> [SOURCE EXCERPT]

——

Can next week’s Champions League Final at Wembley recapture the sense of adventure that accompanied Tottenham Hotspur’s last foray into Europe?

May 17 2011
Jamie Reid

The 2011 Champions League Final takes place at Wembley a week today and everyone who is anyone in European and, indeed, world football will be travelling to Britain for the event. Not the least entertaining aspect of the occasion should be the enforced chumminess between the FA hosts and the Fifa president Sepp Blatter, whose organisation awarded England’s ill-fated World Cup bid a derisory two votes in Zurich last December.

Blatter and his colleague Michel Platini were believed to have been fervently hoping to avoid another all-English final like the 2008 clash between Manchester United and Chelsea in Moscow. And their wish has been granted, as United knocked out Chelsea at the quarterfinal stage this season, while Tottenham Hotspur fell to Real Madrid. But an all-Premiership final would, of course, be “English” in name only, with the top sides all featuring players from around the world.

It was a very different story when Spurs last played in the European Cup, as it was called then, 49 long years ago. The famous “Glory Glory Hallelujah” team of 1960/61 had won the domestic League and FA Cup double and, with a formidable manager in the Scarborough-born Bill Nicholson, were recognised as one of the best ever English club sides. Their attempt to triumph in Europe was a journey into the unknown and carried with it a sense of adventure that’s hard to recapture in an age when everyone is so blasé about foreign travel. But to a football-loving child listening to the matches on the wireless and reading the strictly monochrome coverage in the newspapers, the excitement was tangible. The away games in particular were fraught with mystery and suspense and Tottenham’s odyssey included a third-round trip behind the Iron Curtain to play a ruthless Czechoslovakian Army team, Dukla Prague, on an icy pitch. The Englishmen lost 1-nil, but slammed the Czechs 4-1 in the second leg at White Hart Lane.

——

> [DATA SHOWN]
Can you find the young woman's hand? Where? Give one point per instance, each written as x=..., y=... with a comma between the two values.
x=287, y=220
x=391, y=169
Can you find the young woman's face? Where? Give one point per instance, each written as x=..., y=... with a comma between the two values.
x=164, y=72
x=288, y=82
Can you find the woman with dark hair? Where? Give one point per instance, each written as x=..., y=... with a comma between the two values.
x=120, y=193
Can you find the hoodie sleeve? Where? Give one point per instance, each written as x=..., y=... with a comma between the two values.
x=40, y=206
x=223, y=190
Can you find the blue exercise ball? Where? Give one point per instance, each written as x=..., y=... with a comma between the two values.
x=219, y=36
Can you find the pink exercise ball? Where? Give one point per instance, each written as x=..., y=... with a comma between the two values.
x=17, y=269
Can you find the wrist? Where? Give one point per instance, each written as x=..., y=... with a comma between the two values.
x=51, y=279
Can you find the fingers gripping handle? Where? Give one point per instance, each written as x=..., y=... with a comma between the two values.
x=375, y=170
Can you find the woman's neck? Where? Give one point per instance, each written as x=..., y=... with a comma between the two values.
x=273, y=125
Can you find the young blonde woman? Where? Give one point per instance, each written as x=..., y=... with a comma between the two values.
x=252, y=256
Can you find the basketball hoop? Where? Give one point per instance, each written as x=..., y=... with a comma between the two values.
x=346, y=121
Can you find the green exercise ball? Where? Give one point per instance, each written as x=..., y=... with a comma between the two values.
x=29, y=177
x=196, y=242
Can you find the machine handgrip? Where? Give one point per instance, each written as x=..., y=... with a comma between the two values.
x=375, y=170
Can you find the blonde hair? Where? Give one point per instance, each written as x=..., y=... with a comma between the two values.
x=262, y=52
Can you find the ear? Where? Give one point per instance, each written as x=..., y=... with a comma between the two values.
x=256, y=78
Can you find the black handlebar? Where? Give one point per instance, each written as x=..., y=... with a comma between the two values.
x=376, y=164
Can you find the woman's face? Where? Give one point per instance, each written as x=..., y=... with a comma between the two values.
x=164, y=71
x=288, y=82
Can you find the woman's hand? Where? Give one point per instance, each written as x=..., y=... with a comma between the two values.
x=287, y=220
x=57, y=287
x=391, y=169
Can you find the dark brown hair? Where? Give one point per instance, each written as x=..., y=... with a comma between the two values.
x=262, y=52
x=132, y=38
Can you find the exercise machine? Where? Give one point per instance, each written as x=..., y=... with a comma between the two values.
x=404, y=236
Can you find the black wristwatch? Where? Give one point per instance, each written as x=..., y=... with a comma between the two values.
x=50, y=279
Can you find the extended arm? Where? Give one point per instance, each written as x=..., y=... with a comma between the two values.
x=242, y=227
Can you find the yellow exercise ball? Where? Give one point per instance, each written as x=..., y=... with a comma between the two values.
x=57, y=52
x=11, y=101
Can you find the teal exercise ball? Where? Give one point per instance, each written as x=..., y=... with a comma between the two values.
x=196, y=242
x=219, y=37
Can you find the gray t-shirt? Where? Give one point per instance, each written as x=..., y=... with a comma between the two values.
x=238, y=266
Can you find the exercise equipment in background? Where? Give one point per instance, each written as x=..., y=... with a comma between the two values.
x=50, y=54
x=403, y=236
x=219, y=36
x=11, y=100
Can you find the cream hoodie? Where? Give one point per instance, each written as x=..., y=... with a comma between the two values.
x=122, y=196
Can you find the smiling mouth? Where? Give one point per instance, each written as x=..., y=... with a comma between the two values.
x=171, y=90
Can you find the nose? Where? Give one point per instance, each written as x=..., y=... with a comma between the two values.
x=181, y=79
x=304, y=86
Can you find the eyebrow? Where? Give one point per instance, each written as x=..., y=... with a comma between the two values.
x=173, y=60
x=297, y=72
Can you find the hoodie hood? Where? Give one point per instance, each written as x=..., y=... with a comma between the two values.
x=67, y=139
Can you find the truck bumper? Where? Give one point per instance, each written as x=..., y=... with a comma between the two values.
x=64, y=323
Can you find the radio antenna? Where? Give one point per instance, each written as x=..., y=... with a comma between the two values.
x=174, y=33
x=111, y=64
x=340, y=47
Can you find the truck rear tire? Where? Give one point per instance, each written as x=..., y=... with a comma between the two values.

——

> [REQUIRED TASKS]
**1)** Translate this sentence from the football article into Spanish: "The Englishmen lost 1-nil, but slammed the Czechs 4-1 in the second leg at White Hart Lane."
**2)** Pick up the football article after its final sentence and keep writing it.
The listing has no role in this work.

> [SET OF ANSWERS]
**1)** Los ingleses perdieron 1-0, pero aplastaron a los checos por 4-1 en el partido de vuelta en White Hart Lane.

**2)**
Their reward was an exotic semifinal tie against the Portuguese team Benfica, footballing aristocrats who had won the trophy the previous season and whose line-up included Eusebio, the prodigiously talented black centre forward who had never been seen in England before. Spurs went down 3-1 at the Stadium of Light in Lisbon but won the return game 2-1 in north London. It wasn’t enough to get them to the final, in which Benfica triumphed again, but the heroic manner of their losing lived long in the memory.

It was, of course, Manchester United who finally claimed the Holy Grail, becoming the first English side to win the European Cup when they defeated Benfica in 1968 at Wembley. All of their 1960s superstars were on the pitch and for those of them, including Bobby Charlton, who remembered their “Busby Babes” team-mates who died in the Munich air crash of 1958, it was an intensely poignant moment.

Hopefully, Man U will approach next weekend’s final with something of the flair and adventure that their forebears demonstrated on their European travels 40 years ago. Their opponents Barcelona, my ante-post choice, are now down to 4-9 with Coral. They are a sublimely skilful team but United’s will to win on home soil will be a powerful factor and they may just shade it at 7-4 with Victor Chandler.